── Фрагмент текста ──

Так, в советское время в «Известиях» за многими журналистами были закреплены личные водители, в газете был свой распределитель продуктов и даже своя музыкальная школа для детей.
И тут с началом перестройки все это рухнуло. Помню, что в середине 90-х, когда я работал в этом уважаемом издании, многие журналисты старой школы искренне недоумевали: «A сейчас-то за что работать? За зарплату чуть выше средней по России?!».
Помню, что как-то я спорил о преимуществах новой журналистики с каким-то пьяным функионером в Узбекистане. Он мне возражал: «Да тебя бы раньше секретарь райкома встречал, тебя бы поили, кормили!».
Да, действительно, в советское время в командировках репортеру работать было не надо. Он приезжал на место, много пил, вкусно ел, получал корзину подарков, а потом уже писал «все как надо». Все это великолепно описано в «Компромиссе» Довлатова.

───

→ **Что сделать**
[1] Перечислите все блага, которые, согласно фрагменту о советской журналистике, были у сотрудников «Известий» в советское время.
[2] Где автор фрагмента о советской журналистике спорил с пьяным функционером о преимуществах новой журналистики?

── Записи ──

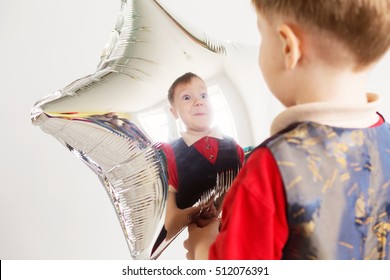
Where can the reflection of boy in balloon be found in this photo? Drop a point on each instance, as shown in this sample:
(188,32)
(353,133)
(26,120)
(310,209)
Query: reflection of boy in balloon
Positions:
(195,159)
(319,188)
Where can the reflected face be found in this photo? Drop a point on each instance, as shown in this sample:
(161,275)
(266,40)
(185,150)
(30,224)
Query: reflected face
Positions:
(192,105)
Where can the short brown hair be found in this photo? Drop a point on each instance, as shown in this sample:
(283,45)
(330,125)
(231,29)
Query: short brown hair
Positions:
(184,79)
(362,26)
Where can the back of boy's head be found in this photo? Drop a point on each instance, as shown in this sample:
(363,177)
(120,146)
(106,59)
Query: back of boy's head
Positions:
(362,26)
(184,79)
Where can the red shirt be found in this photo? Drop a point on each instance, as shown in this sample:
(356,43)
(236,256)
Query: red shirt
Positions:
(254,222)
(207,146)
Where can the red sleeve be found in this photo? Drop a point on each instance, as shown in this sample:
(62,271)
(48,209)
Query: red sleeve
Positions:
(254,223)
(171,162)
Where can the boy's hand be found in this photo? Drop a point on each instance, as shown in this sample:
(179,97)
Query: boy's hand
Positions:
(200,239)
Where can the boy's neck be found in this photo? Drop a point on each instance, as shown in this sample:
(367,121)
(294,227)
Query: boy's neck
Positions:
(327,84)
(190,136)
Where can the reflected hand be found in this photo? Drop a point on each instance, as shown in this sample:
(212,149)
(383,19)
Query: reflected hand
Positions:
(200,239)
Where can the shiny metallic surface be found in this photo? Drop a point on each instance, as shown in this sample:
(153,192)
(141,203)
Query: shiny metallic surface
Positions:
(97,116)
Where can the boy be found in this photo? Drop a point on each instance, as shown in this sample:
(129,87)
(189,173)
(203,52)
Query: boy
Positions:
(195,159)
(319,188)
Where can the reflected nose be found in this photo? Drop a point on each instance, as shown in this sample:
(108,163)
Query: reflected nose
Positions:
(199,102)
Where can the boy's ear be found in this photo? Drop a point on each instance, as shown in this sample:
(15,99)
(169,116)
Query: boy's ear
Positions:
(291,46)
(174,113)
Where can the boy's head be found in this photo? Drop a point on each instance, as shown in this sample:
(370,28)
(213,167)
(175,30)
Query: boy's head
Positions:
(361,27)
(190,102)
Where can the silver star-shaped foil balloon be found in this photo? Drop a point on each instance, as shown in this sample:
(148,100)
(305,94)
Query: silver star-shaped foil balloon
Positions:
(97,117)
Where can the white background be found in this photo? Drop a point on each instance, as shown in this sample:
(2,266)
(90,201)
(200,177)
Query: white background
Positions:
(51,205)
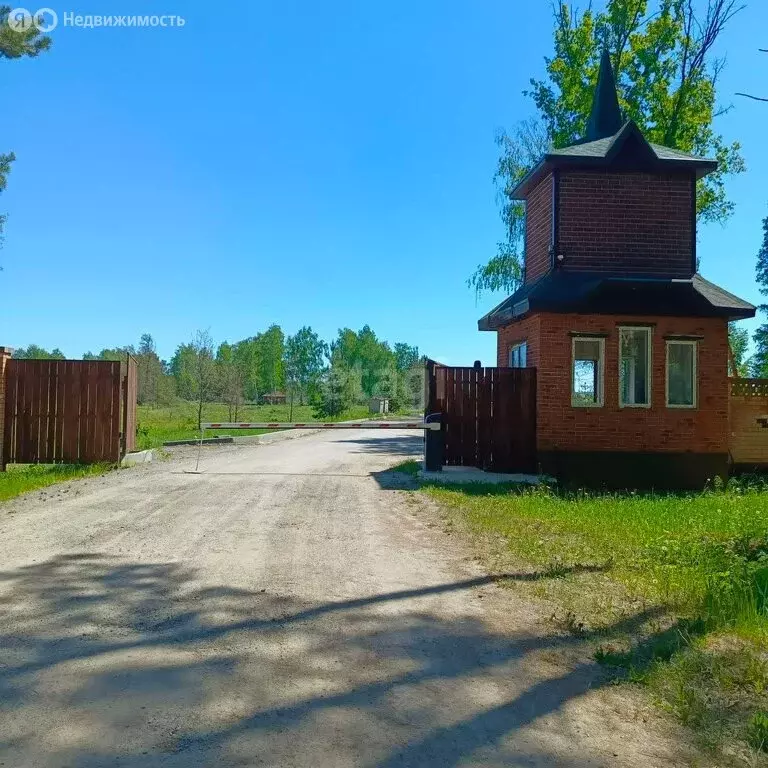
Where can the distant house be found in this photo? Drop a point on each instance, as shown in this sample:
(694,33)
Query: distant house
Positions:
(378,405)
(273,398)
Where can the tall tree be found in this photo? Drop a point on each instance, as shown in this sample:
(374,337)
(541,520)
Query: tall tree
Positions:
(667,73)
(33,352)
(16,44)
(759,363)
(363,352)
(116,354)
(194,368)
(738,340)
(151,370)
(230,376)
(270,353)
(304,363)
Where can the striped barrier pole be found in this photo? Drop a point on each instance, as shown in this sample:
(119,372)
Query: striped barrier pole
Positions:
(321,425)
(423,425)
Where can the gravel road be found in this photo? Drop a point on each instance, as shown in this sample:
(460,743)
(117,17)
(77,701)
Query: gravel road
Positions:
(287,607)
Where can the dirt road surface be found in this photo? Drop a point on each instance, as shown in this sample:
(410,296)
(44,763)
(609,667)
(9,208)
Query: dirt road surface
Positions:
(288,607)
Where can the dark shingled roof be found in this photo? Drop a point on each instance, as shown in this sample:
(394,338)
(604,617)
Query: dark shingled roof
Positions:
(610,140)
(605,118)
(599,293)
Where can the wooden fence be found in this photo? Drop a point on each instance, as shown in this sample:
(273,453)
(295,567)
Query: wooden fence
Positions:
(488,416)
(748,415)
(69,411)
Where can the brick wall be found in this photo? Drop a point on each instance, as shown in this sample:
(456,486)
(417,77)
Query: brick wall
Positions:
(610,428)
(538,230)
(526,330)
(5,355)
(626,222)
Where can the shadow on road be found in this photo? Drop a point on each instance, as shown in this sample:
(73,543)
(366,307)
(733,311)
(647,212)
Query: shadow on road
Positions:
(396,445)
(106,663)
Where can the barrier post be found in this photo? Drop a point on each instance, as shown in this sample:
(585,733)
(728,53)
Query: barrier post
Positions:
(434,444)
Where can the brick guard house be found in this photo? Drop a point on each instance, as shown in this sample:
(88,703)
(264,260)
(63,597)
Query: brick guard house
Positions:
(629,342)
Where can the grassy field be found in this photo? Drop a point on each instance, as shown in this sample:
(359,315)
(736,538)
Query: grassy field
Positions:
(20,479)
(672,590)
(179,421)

───

→ **Ответы по заданиям**
[1] Личные водители, закрепленные за многими журналистами; собственный распределитель продуктов; своя музыкальная школа для детей.

[2] В Узбекистане.